Document text.
ActiveRecord with large result sets - part 2: streaming data

October 11th 2010 — Comments and Reactions

In part 1 of this series I showed how using select_all instead of find(:all) can often speed up slow ActiveRecord queries when you expect a large amount of data, by as much as 30 or 40% with Rails 3. However, often 30-40% faster just isn’t enough. What difference does it make if I have to wait 3 minutes or 5 minutes for Rails to display a web page? Either way I’m going to get frustrated and abandon the web site for something more interesting.

But let’s suppose a Rails web site sets my expectations a little differently. As an example, let’s say that I need to download a report containing the entire list of user accounts from a database table. When I click the “download user report” link, suppose I see this in Firefox:

Now instead of waiting to see a web page listing all of the users, I’m waiting to download a large text or spreadsheet file containing the user list. Already, the web site has lowered my performance expectations, since I’ve downloaded large files from the Internet many times before and I know it might take a few minutes to complete. Now when I click OK, Firefox displays this progress bar:

Looking at this progress bar I’m more willing to wait. Besides displaying the animation, Firefox is also telling me how fast the data is being downloaded, and also how much I’ve downloaded in total. Even though it tells me there an “Unknown time remaining” I’m less likely to get impatient since I know data is being steadily downloaded. Finally, when the request is finished I can double click to open the file:

The point here is that web site performance is often more about perception than reality. If it takes 5 minutes for Rails to display a web page no one will wait regardless of how important the data is to them, since in this case the web site seems broken and there’s no indication anything is happening. But if it takes 5 minutes to download a large file many users will happily wait, since they know their data is steadily arriving from the server and that it’s just a matter of time.

How to implement this in your controller

Using the user/name/email example from part 1, here’s the controller code you’ll need to implement this in a Rails 2.x application:

def index
  respond_to do |format|
    format.text do
      headers["Content-Type"] = "text/plain"
      headers["Content-disposition"] = 'attachment; filename="users.txt"'
      render :text => proc { |response, output|
        User.find_each do |u|
          output.write "#{u.name} #{u.email}\n"
        end
      }
    end
  end
end

It turns out in Rails 3.0 render :text doesn’t support passing a proc, so you’ll need this code instead:

def index 
  respond_to do |format|
    format.text do 
      headers["Content-Type"] = "text/plain" 
      headers["Content-disposition"] = 'attachment; filename="users.txt"' 
      erroneous_call_to_proc = false 
      self.response_body = proc { |response, output|
        unless erroneous_call_to_proc
          User.find_each do |u|
            output.write "#{u.name} #{u.email}\n"

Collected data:
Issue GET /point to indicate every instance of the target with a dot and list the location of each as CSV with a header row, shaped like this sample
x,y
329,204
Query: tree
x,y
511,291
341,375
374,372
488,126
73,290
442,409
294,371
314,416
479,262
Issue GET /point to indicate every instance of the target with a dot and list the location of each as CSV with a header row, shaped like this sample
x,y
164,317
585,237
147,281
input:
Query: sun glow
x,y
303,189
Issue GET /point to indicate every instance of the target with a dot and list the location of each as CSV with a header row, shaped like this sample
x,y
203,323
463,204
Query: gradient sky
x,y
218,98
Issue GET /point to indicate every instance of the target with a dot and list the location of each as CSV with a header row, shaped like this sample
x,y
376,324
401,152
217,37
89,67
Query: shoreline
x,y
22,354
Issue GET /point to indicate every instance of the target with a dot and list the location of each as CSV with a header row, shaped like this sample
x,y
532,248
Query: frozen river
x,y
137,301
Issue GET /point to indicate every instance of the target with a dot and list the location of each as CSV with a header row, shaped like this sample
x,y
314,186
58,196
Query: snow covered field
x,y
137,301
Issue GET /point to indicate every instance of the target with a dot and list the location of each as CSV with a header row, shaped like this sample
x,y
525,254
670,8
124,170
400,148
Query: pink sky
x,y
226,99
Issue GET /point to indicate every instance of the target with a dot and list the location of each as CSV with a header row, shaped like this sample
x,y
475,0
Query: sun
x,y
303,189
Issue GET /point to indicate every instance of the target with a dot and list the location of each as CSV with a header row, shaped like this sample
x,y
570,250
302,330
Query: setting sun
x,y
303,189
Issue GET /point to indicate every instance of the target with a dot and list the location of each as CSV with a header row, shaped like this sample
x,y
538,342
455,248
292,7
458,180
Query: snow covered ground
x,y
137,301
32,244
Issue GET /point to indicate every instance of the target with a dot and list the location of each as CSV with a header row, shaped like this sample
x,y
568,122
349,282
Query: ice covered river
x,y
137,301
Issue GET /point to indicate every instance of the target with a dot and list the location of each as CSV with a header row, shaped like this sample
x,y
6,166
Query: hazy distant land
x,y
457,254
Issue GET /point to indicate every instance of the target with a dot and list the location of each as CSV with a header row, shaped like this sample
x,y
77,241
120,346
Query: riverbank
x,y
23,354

Your tasks.
1 – Switch "perception" to "impression" and write out the part of the article on streaming large ActiveRecord result sets from "The point here" to "matter of time.".
2 – Show each line of the listing that contains the string "covered", treating uppercase and lowercase letters as different.
The article and the listing have nothing to do with each other.

Answers to the exercise.
1 –
The point here is that web site performance is often more about impression than reality. If it takes 5 minutes for Rails to display a web page no one will wait regardless of how important the data is to them, since in this case the web site seems broken and there’s no indication anything is happening. But if it takes 5 minutes to download a large file many users will happily wait, since they know their data is steadily arriving from the server and that it’s just a matter of time.

2 –
Query: snow covered field
Query: snow covered ground
Query: ice covered river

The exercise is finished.